- Task to carry out:
Down to the last line, reproduce the records exactly.

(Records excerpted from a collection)

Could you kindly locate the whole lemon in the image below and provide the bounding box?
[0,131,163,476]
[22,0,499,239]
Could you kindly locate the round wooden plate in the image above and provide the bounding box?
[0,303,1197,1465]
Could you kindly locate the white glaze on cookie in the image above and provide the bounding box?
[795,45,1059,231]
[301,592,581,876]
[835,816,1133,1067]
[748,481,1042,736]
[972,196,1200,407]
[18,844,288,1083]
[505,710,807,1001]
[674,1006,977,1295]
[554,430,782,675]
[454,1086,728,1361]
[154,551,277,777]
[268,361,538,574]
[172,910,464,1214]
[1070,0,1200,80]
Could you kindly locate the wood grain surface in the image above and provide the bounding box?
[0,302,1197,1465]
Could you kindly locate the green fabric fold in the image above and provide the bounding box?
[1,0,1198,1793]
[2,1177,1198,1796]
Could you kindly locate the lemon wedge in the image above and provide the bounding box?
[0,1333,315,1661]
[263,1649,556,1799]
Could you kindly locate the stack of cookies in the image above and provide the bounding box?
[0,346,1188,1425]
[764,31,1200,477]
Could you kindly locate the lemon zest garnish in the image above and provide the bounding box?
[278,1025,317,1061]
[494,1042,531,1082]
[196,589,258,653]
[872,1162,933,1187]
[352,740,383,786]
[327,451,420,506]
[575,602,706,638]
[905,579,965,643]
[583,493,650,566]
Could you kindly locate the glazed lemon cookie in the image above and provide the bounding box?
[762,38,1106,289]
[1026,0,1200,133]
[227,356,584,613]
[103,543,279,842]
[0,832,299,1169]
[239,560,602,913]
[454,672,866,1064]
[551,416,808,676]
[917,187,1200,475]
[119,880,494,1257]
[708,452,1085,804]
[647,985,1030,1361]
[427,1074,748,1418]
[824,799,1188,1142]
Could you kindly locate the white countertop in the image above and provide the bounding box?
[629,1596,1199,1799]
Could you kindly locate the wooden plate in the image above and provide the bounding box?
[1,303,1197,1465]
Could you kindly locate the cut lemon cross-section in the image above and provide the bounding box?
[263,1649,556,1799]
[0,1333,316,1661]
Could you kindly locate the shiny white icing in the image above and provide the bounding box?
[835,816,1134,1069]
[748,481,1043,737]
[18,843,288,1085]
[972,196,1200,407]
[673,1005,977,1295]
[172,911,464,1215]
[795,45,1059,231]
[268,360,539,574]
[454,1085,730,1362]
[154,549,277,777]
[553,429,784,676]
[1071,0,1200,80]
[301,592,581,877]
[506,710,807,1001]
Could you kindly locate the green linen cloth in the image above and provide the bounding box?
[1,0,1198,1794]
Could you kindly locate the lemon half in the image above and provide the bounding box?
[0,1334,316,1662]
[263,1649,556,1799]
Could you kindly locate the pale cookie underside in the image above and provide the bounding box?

- Solution:
Could you kindly locate the whole lemon in the image below and provide the bounding box?
[0,131,163,476]
[22,0,499,239]
Could you kindly locate the round wooden plate in the image above and provide the bounding box?
[0,303,1197,1465]
Could you kindly locate the white glaze on cookie in the image above and provide the bounding box?
[795,45,1059,231]
[301,592,581,876]
[835,816,1133,1067]
[748,481,1042,736]
[972,196,1200,407]
[18,844,288,1083]
[505,710,807,1001]
[674,1006,977,1295]
[554,430,782,675]
[454,1086,728,1361]
[154,551,277,777]
[268,361,538,574]
[172,910,464,1214]
[1070,0,1200,80]
Could you kindly locate the wood grain surface in the image above and provide the bounding box?
[0,302,1197,1465]
Could you kindly locate the green fabric fold in the image above and provide the bounding box?
[1,0,1198,1793]
[2,1177,1198,1796]
Could you kindly locate the lemon wedge in the image above and provide the bounding box?
[0,1333,315,1661]
[263,1649,556,1799]
Could you kindly locate the stack of cookies in the image above and provide the bounding box?
[0,346,1188,1425]
[764,31,1200,477]
Could you kindly locate the lemon zest garnish in the image above and provide the bounding box?
[278,1025,317,1061]
[494,1042,531,1082]
[196,589,258,653]
[872,1162,933,1187]
[352,740,383,786]
[327,451,420,506]
[575,602,706,638]
[905,579,965,643]
[583,493,650,566]
Could you kindly locate the glazed lemon cookie in the image above and provide the bounding box?
[762,38,1106,289]
[1026,0,1200,133]
[227,356,584,613]
[103,543,279,842]
[0,832,299,1169]
[239,560,602,913]
[454,672,866,1064]
[551,416,808,676]
[917,187,1200,475]
[119,880,494,1257]
[708,452,1085,804]
[647,985,1030,1361]
[427,1074,748,1418]
[824,799,1188,1142]
Could you kindly locate the white countertop in the image above and provide the bounding box?
[629,1596,1199,1799]
Could you kindly locate the wooden plate in the image above and provide the bounding box?
[1,303,1197,1465]
Could you kindly locate the cut lemon cross-section in the image above and provide the bounding box?
[263,1649,556,1799]
[0,1333,316,1661]
Could you kindly locate the shiny white icing in the image above and provide the bounding box?
[835,816,1134,1069]
[748,481,1043,737]
[18,843,288,1085]
[972,196,1200,407]
[673,1005,977,1295]
[172,911,464,1215]
[795,45,1059,231]
[268,360,539,574]
[454,1085,730,1362]
[154,549,277,777]
[553,429,784,676]
[1071,0,1200,80]
[301,592,581,877]
[506,710,807,1001]
Could you kindly locate the green linen cloth in the image above and provide the bounding box?
[1,0,1198,1794]
Could you kindly locate the lemon half in the image above and provide the bounding box?
[0,1334,316,1662]
[263,1649,556,1799]
Could you kindly locate the pale cookie underside in the image above and provide the bounding box?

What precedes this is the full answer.